### THE TASK:
Would you print the records as they stand, down to the last character?

Region pointing data:
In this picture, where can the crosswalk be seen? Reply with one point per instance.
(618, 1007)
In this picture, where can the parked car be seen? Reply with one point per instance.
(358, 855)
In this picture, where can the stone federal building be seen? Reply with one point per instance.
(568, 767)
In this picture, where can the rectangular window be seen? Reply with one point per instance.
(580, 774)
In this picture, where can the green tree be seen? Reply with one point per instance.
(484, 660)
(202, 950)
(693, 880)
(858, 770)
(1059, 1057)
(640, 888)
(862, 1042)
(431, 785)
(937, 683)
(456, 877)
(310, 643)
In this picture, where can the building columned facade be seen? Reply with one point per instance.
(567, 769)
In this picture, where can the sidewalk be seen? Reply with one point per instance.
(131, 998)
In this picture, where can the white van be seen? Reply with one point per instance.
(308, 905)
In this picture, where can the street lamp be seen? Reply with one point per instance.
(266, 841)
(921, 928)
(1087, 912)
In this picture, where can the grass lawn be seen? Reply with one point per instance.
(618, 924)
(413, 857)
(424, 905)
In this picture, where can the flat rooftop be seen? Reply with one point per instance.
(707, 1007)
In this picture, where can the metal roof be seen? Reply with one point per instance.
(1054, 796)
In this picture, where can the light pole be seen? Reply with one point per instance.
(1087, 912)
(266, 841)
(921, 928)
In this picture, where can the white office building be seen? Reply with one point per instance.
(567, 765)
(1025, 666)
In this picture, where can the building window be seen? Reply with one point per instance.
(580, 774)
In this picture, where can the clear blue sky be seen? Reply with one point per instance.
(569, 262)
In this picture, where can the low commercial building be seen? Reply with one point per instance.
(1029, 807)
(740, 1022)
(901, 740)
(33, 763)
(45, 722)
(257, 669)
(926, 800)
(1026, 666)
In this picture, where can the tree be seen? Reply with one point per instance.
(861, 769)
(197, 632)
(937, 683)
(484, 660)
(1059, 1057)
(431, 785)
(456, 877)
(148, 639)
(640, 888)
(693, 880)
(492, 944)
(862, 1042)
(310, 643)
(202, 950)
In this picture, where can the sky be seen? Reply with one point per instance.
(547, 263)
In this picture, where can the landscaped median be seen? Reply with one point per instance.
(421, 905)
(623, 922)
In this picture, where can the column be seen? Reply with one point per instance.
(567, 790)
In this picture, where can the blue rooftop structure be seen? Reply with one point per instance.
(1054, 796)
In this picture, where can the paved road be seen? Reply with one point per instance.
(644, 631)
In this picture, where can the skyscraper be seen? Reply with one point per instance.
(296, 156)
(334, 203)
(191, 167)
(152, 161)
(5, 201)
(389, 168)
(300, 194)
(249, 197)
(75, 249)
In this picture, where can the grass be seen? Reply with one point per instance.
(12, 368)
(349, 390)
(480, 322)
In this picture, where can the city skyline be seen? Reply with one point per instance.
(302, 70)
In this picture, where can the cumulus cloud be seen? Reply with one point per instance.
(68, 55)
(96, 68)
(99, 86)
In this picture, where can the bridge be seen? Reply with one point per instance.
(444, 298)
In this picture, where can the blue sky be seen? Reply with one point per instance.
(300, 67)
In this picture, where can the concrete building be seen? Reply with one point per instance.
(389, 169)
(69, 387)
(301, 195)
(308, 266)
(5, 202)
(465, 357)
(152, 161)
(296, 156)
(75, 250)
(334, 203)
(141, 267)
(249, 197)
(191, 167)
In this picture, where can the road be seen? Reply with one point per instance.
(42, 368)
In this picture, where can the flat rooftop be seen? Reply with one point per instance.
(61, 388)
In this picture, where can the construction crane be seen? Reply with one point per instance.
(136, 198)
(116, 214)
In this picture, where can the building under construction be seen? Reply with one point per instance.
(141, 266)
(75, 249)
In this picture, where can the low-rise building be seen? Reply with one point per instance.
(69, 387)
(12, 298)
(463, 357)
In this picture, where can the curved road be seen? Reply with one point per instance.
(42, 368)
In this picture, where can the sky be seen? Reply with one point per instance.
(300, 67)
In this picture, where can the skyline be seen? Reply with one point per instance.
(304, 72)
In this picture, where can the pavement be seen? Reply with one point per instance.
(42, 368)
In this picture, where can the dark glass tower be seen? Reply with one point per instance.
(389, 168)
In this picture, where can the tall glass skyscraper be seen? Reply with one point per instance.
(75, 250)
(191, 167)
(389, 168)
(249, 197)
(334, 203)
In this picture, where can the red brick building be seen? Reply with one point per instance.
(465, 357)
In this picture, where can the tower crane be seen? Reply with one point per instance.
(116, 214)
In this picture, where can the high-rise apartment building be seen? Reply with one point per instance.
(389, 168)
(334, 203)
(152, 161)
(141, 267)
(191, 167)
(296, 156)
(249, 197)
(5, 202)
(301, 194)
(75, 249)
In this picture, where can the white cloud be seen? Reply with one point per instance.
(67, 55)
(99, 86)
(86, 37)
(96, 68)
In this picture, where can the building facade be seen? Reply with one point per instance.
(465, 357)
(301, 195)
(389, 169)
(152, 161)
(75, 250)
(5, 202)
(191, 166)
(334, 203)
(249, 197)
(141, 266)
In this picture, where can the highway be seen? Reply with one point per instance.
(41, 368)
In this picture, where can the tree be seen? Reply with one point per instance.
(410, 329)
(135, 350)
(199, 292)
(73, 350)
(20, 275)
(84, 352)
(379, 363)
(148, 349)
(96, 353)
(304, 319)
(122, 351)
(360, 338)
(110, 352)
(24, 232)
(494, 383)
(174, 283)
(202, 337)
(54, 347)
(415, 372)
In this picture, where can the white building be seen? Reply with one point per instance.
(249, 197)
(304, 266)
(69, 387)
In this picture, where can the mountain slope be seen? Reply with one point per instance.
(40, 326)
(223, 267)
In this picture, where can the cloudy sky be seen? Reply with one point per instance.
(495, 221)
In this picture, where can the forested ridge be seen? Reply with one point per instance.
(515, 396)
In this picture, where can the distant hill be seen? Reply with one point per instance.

### YOUR SOLUTION:
In this picture, where can the crosswalk be seen? Reply with one point per instance.
(618, 1007)
In this picture, where can the parked car be seen? Reply with one point per instance.
(358, 855)
In this picture, where can the stone federal building be seen? Reply with one point per instance.
(568, 767)
In this picture, where can the rectangular window be seen? Reply with one point per instance.
(580, 774)
In this picture, where can the green tree be seen? Reply with one point per instance.
(484, 660)
(202, 950)
(693, 880)
(858, 770)
(1059, 1057)
(640, 888)
(862, 1042)
(431, 785)
(937, 683)
(456, 877)
(310, 643)
In this picture, where can the building columned facade be seen? Reply with one point per instance.
(567, 769)
In this picture, where can the sidewalk be seen? Reply with one point per instance.
(131, 998)
In this picture, where can the white van be seen? Reply with one point per instance.
(308, 905)
In this picture, where can the street lamp be seen? Reply with one point per instance.
(266, 841)
(921, 928)
(1087, 912)
In this picture, where can the grass lawn be seen? Reply with one point per instance.
(618, 924)
(413, 857)
(424, 905)
In this picture, where can the flat rooftop be seen? Reply with one point per instance.
(707, 1007)
In this picture, where can the metal roof be seen? Reply with one point per instance.
(1054, 796)
In this picture, where can the light pole be seen? Reply with one point per instance.
(1087, 912)
(266, 841)
(921, 928)
In this picture, where can the white office building be seen? Reply with one point per instance.
(567, 765)
(1025, 666)
In this picture, where can the building window be seen? Reply with one point per instance.
(580, 774)
In this picture, where can the clear blue sky be seen? Reply with one point per instance.
(569, 262)
In this picture, where can the low commercial building be seen? Reply with one point per instance.
(1029, 807)
(740, 1022)
(901, 740)
(33, 763)
(45, 722)
(257, 669)
(926, 800)
(1026, 666)
In this picture, where can the tree be seen? Reply with one point per instance.
(861, 769)
(197, 632)
(937, 683)
(484, 660)
(1059, 1057)
(431, 785)
(456, 877)
(148, 639)
(640, 888)
(693, 880)
(492, 944)
(862, 1042)
(310, 643)
(202, 950)
In this picture, where can the sky be seen? Reply with one point per instance.
(547, 263)
In this picture, where can the landscaped median be seen? Reply with one point per instance.
(421, 905)
(623, 922)
In this picture, where can the column be seen? Reply with one point per instance.
(567, 790)
In this picture, where can the blue rooftop structure be seen? Reply with one point per instance.
(1054, 796)
In this picture, where can the paved road be seen? Reply with one point per instance.
(644, 631)
In this picture, where can the skyscraper be seen? Reply with one point per instance.
(296, 156)
(334, 203)
(191, 167)
(152, 161)
(5, 201)
(389, 168)
(300, 194)
(249, 197)
(75, 249)
In this picture, where can the grass be seen? Reply with one point per instance.
(12, 368)
(349, 390)
(480, 322)
In this picture, where can the city skyline be seen? Reply with one point per instance.
(302, 70)
In this picture, where can the cumulus cloud be seen? Reply with one point per instance.
(68, 55)
(96, 68)
(99, 86)
In this picture, where can the bridge be seen? Reply with one point per instance.
(444, 298)
In this picture, where can the blue sky be seen? Reply with one point per instance.
(300, 67)
In this picture, where can the concrete building be seen? Reply with one point per instance.
(389, 169)
(69, 387)
(301, 195)
(308, 266)
(5, 202)
(465, 357)
(152, 161)
(296, 156)
(75, 250)
(334, 203)
(141, 267)
(249, 197)
(191, 167)
In this picture, where can the road be seen? Reply with one point per instance.
(42, 368)
In this picture, where can the flat rooftop be seen? Reply with one point per instance.
(61, 388)
In this picture, where can the construction crane be seen? Reply with one point per instance.
(136, 198)
(116, 214)
In this picture, where can the building under construction be seen? Reply with one point per instance.
(141, 266)
(75, 249)
In this picture, where can the low-rise building be seen? Reply with one point per instance.
(69, 387)
(12, 298)
(463, 357)
In this picture, where can the curved road be seen? Reply with one point per instance.
(42, 368)
In this picture, where can the sky be seen? Reply with one point per instance.
(300, 67)
In this picture, where can the skyline be seen? Reply with one point per instance.
(304, 72)
In this picture, where can the pavement be seen? Reply with one point per instance.
(42, 368)
In this picture, where can the dark glass tower be seen? Reply with one point per instance.
(389, 168)
In this picture, where can the tall glass skyscraper be seen? Reply with one point per instance.
(75, 250)
(191, 167)
(389, 168)
(249, 197)
(334, 203)
In this picture, where can the red brick building be seen? Reply with one point per instance.
(465, 357)
In this picture, where can the tower crane be seen? Reply with one point per instance.
(116, 214)
In this picture, where can the high-rise apartment building be seen? Reply with one point per instance.
(389, 168)
(334, 203)
(152, 161)
(141, 267)
(191, 167)
(296, 156)
(249, 197)
(5, 202)
(301, 194)
(75, 249)
In this picture, where can the white cloud be seen? Reply with one point per instance.
(67, 55)
(99, 86)
(86, 37)
(96, 68)
In this picture, where can the building facade be seen? Reply with one point per instance.
(465, 357)
(301, 195)
(389, 169)
(152, 161)
(75, 250)
(5, 202)
(191, 166)
(334, 203)
(249, 197)
(141, 266)
In this picture, where can the highway be seen? Reply with one point per instance.
(41, 368)
In this picture, where can the tree be seen? Reply with one point per instance.
(410, 329)
(135, 350)
(199, 292)
(73, 350)
(20, 275)
(84, 352)
(379, 363)
(148, 349)
(96, 353)
(304, 319)
(122, 351)
(360, 338)
(110, 352)
(24, 232)
(494, 383)
(174, 283)
(202, 337)
(54, 347)
(415, 372)
In this picture, where can the white building be seen? Reply with one point per instance.
(249, 197)
(304, 266)
(69, 387)
In this picture, where can the mountain slope be seen? Reply with one point per instance.
(40, 326)
(223, 267)
In this picture, where can the cloudy sky be seen? Reply with one point per instance.
(495, 221)
In this picture, where can the forested ridge be seen? Reply with one point per instance.
(515, 396)
In this picture, where can the distant hill be seen? Reply with one point per instance.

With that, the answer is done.